> [What is needed]
In the records, each line holding "kayak" must be reported.

[Referring expression pointing data]
== Segment start ==
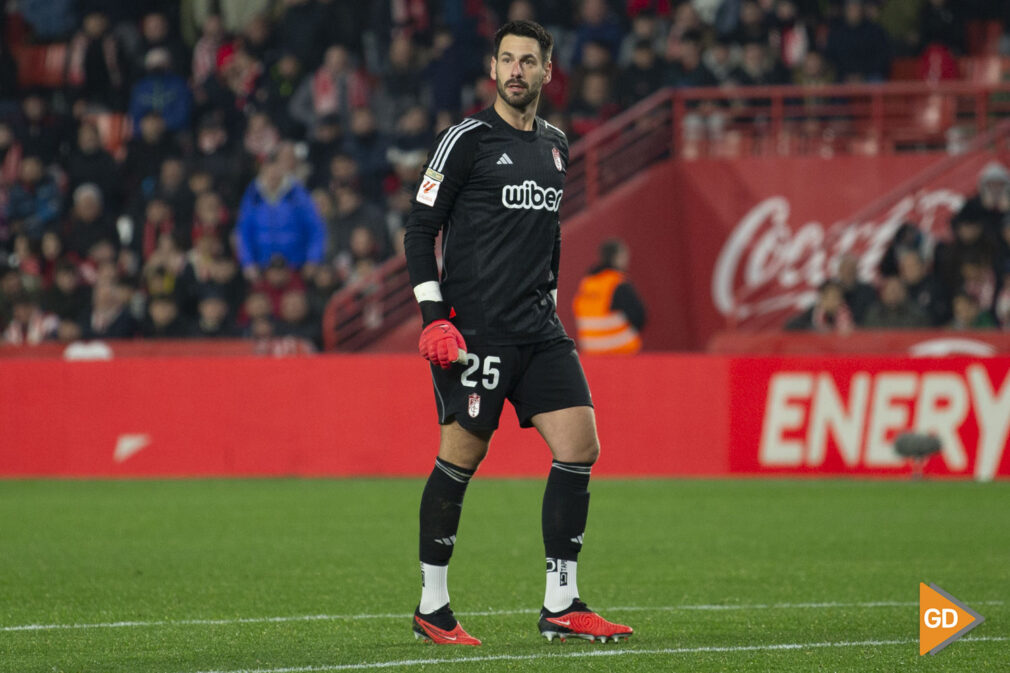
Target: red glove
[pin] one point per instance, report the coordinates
(441, 344)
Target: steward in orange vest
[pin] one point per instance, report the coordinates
(608, 312)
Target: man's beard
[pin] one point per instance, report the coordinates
(519, 101)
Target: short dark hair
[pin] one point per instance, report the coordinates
(525, 28)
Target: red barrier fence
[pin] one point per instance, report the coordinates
(337, 415)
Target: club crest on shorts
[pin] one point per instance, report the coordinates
(558, 159)
(473, 404)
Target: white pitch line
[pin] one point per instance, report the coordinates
(407, 615)
(591, 653)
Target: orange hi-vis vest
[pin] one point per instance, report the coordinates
(599, 328)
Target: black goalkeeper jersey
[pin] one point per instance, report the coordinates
(495, 193)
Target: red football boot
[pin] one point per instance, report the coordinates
(580, 621)
(441, 628)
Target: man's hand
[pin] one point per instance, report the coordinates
(441, 344)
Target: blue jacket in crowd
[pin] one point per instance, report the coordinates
(165, 93)
(287, 224)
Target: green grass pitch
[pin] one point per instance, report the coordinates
(321, 575)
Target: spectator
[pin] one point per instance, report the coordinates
(52, 253)
(39, 131)
(49, 19)
(593, 104)
(758, 67)
(446, 72)
(258, 40)
(67, 297)
(277, 88)
(908, 236)
(159, 219)
(34, 202)
(164, 320)
(296, 320)
(752, 24)
(829, 314)
(720, 61)
(162, 91)
(688, 70)
(608, 311)
(96, 65)
(173, 188)
(641, 77)
(859, 295)
(940, 23)
(230, 93)
(645, 30)
(325, 141)
(88, 222)
(335, 88)
(213, 321)
(597, 24)
(859, 47)
(969, 243)
(277, 217)
(164, 267)
(10, 287)
(923, 289)
(10, 159)
(894, 309)
(109, 317)
(90, 163)
(1001, 306)
(205, 50)
(157, 34)
(790, 34)
(351, 213)
(29, 324)
(298, 29)
(992, 202)
(277, 279)
(978, 279)
(262, 137)
(216, 156)
(402, 82)
(369, 148)
(145, 153)
(321, 288)
(968, 314)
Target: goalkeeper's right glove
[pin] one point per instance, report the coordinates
(441, 344)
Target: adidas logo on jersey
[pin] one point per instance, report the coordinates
(532, 196)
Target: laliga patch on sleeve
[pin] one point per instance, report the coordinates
(428, 189)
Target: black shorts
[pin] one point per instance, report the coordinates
(534, 378)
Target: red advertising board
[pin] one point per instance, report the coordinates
(342, 415)
(745, 242)
(840, 415)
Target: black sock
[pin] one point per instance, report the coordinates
(441, 503)
(566, 506)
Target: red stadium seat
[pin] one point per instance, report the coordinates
(114, 128)
(41, 65)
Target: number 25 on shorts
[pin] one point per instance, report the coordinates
(489, 376)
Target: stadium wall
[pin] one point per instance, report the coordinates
(719, 242)
(345, 415)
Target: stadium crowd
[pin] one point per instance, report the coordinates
(274, 145)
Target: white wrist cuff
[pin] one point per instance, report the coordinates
(427, 291)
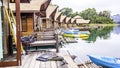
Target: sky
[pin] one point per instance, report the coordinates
(99, 5)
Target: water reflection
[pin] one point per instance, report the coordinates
(116, 30)
(102, 33)
(105, 43)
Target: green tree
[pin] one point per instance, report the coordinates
(67, 11)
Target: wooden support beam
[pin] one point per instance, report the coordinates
(18, 32)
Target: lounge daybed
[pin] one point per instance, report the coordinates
(43, 39)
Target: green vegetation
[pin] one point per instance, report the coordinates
(102, 17)
(102, 33)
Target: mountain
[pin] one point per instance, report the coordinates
(116, 18)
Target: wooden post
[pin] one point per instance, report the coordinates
(18, 32)
(57, 46)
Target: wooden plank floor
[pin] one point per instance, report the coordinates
(29, 61)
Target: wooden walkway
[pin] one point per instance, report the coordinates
(29, 61)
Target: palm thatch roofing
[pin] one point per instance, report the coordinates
(68, 19)
(78, 17)
(81, 21)
(62, 18)
(33, 6)
(57, 15)
(50, 10)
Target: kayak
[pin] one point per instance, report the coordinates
(105, 61)
(76, 35)
(70, 31)
(71, 35)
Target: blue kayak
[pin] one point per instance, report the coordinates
(105, 61)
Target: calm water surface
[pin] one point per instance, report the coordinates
(103, 41)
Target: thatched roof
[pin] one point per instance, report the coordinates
(81, 21)
(57, 15)
(67, 19)
(33, 6)
(77, 17)
(62, 18)
(50, 10)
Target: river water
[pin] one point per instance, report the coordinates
(104, 41)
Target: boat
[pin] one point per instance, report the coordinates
(76, 35)
(71, 35)
(70, 31)
(105, 61)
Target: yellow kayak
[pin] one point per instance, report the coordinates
(76, 35)
(71, 35)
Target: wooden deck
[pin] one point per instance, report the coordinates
(29, 61)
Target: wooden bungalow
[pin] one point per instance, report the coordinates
(73, 22)
(48, 22)
(68, 21)
(80, 20)
(57, 19)
(30, 12)
(62, 20)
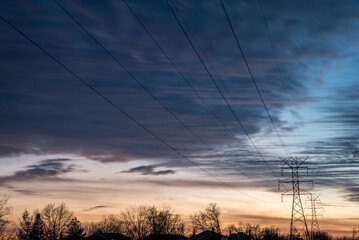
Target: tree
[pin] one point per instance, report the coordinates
(135, 222)
(253, 231)
(56, 218)
(30, 227)
(25, 226)
(75, 230)
(109, 224)
(4, 211)
(270, 233)
(210, 219)
(163, 220)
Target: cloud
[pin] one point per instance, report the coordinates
(149, 170)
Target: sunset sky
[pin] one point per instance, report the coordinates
(60, 141)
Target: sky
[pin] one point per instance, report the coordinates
(167, 126)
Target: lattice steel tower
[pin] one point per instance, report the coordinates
(298, 223)
(314, 202)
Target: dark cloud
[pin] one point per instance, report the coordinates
(45, 169)
(149, 170)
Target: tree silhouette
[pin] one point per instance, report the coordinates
(56, 218)
(25, 226)
(210, 219)
(135, 222)
(38, 231)
(163, 220)
(4, 211)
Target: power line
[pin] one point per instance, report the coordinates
(214, 70)
(217, 87)
(109, 101)
(150, 93)
(254, 82)
(193, 89)
(279, 69)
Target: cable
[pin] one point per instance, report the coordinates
(215, 72)
(254, 82)
(151, 94)
(219, 90)
(120, 109)
(279, 70)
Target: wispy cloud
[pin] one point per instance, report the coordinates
(149, 170)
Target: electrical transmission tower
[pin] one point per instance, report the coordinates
(314, 202)
(298, 224)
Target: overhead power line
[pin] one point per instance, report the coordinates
(254, 81)
(217, 87)
(109, 101)
(152, 95)
(193, 89)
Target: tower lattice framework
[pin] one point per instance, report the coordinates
(298, 223)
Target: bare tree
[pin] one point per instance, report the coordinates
(56, 218)
(209, 219)
(4, 211)
(135, 222)
(163, 220)
(108, 224)
(25, 228)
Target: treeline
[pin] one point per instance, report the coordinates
(57, 222)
== Segment end ==
> [Exercise solution]
Target: kayak
Target: blue kayak
Target: yellow kayak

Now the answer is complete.